Annotation records:
** start **
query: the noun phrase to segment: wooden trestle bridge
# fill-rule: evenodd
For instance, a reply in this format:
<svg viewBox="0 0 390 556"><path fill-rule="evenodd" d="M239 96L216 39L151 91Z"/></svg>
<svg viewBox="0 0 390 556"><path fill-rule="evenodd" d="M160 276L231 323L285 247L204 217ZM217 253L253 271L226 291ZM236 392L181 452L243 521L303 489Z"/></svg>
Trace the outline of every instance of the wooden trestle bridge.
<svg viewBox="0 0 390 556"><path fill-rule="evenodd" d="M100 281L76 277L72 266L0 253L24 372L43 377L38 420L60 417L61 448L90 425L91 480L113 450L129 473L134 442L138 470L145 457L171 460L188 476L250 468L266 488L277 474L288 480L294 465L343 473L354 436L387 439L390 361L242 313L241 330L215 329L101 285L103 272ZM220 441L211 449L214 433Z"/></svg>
** end **
** start **
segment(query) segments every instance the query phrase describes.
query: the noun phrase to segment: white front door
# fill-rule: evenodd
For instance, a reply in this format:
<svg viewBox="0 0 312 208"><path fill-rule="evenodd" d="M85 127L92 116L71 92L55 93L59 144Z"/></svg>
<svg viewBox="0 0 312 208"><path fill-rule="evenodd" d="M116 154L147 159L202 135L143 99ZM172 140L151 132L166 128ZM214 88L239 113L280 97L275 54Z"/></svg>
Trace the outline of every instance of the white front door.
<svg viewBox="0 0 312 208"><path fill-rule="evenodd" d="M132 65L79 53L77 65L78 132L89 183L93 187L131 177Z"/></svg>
** end **
• Problem to solve
Put the lines of the material, starting with the line containing "segment(query) segments every" and going on through the line containing "65L79 53L77 65L78", into a JSON list of strings, one string per line, leaving out blank lines.

• Exercise output
[
  "segment(query) segments every instance the query phrase describes.",
  "query: the noun phrase to segment: white front door",
  "# fill-rule: evenodd",
  "For instance, a reply in this format:",
  "<svg viewBox=\"0 0 312 208\"><path fill-rule=\"evenodd\" d=\"M85 127L92 116L71 92L55 93L59 144Z\"/></svg>",
  "<svg viewBox=\"0 0 312 208\"><path fill-rule=\"evenodd\" d=\"M116 154L147 159L202 135L143 99ZM172 140L151 132L166 128ZM214 88L239 113L280 97L275 54Z\"/></svg>",
  "Trace the outline of every instance of the white front door.",
  "<svg viewBox=\"0 0 312 208\"><path fill-rule=\"evenodd\" d=\"M132 65L79 53L77 65L78 132L89 183L93 187L131 177Z\"/></svg>"
]